What is being asked
Lay out the listing below as a numbered list, leaving out any blank lines.

........

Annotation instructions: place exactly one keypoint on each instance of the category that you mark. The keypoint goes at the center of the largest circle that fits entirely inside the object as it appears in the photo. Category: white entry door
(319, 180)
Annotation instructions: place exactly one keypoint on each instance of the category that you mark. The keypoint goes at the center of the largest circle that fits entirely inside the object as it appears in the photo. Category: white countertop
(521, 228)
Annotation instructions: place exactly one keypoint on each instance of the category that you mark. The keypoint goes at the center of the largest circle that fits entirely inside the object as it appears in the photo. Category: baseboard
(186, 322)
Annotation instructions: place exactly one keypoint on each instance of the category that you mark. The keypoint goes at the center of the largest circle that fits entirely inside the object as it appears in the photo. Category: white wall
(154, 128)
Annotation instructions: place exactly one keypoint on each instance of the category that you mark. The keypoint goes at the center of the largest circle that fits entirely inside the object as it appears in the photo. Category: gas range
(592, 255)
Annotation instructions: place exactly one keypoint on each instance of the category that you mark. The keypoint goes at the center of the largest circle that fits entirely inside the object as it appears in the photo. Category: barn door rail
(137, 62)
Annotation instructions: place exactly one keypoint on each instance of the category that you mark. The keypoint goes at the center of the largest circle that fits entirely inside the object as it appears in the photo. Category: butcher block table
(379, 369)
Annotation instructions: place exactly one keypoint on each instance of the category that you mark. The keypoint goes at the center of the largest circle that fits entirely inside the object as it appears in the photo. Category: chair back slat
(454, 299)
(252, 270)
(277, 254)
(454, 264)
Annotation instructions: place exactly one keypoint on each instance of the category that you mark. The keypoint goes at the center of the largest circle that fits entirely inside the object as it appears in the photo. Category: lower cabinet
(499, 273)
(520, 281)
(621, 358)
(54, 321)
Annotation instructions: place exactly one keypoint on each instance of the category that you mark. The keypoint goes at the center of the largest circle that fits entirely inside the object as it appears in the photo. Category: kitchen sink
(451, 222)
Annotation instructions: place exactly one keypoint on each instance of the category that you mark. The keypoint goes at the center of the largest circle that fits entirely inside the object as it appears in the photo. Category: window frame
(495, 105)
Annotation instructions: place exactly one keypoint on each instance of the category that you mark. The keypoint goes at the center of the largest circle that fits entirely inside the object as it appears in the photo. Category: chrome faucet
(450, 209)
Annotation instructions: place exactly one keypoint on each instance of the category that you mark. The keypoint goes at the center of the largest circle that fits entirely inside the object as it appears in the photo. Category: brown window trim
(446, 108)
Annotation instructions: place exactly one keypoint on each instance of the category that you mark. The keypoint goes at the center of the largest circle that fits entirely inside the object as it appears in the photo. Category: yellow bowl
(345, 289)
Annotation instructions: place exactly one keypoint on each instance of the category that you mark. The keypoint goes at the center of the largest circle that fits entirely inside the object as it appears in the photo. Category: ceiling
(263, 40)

........

Solution
1. Annotation instructions: place exactly one keypoint on each instance of the category that you mark. The keypoint goes at the center of the largest circle that fits entirely inside the object as it appears in the photo. Category: white entry door
2. (319, 180)
3. Annotation instructions: place exactly one keypoint on each instance of the category that you mark. The keypoint goes at the center of the largest circle that fits entirely inside the object as it appears in the photo. Category: white countertop
4. (521, 228)
5. Annotation instructions: place exactly one keypoint on each instance of the category that you mark. The keypoint goes at the center of the largest circle that fits entirely inside the object as it appears in the photo. Category: baseboard
6. (186, 322)
7. Annotation instructions: place exactly one keypoint on each instance of the category that you mark. The keypoint goes at the center of the largest circle that fits entirely inside the object as it appears in the photo. Category: white wall
8. (154, 128)
9. Annotation instructions: place exactly one keypoint on each instance of the category that you mark. The keypoint goes at the center of the largest circle that fits entirely inside the object as it appears in the photo. Category: gas range
10. (592, 255)
11. Annotation instructions: place exactly one keypoint on each instance of the category that you mark. The keypoint goes at the center of the largest circle that fits entirely inside the object as it appears in the photo. Category: barn door rail
12. (137, 62)
13. Annotation instructions: place exactly one keypoint on each instance of the category that you mark. The keypoint goes at the center of the largest circle that fits entirely inside the object as it appears in the photo. Category: butcher block table
14. (379, 369)
15. Annotation instructions: place exactly one keypoint on each instance of the category that you mark. The keypoint goes at the center of the largest circle that fits entirely inside the object as it appears in the photo. Category: chair back slat
16. (454, 299)
17. (252, 270)
18. (277, 254)
19. (454, 264)
20. Annotation instructions: place exactly one keypoint on each instance of the category that you mark. The keypoint goes at the center of the largest circle that fits entirely inside the object as it appears in the photo. Category: lower cabinet
21. (499, 273)
22. (520, 281)
23. (621, 358)
24. (54, 321)
25. Annotation instructions: place exactly one keypoint on each instance of the category that you mark. The keypoint goes at the center of the largest circle that fits entirely inside the object as it appears in the photo. Category: kitchen sink
26. (451, 222)
27. Annotation instructions: place exactly one keypoint on each instance of the category that you mark. The keypoint goes at the center of the largest circle that fits entirely inside the object as it appears in the photo. Category: window frame
28. (495, 105)
29. Annotation instructions: place exactly one keypoint on each instance of the category that you mark. The keypoint goes at the center of the largest circle that fits entirely inside the object as it appears in the photo. Category: chrome faucet
30. (450, 209)
31. Annotation instructions: place exactly one keypoint on each instance of the category that you mark. The keypoint goes at the center of the largest circle that fits entirely inside the object as it appears in the photo. Category: brown window trim
32. (446, 108)
33. Annotation instructions: place exactly one keypoint on each instance of the category that you mark. The keypoint goes at the center of the largest circle that fits entirely inside the object as it appears in the photo. Category: yellow bowl
34. (345, 289)
35. Annotation instructions: place exactly one keypoint on each instance of the category that you mark. The keypoint goes at the center of the largest circle that fits entirely inside the object as it appears in the photo. Category: ceiling
36. (263, 40)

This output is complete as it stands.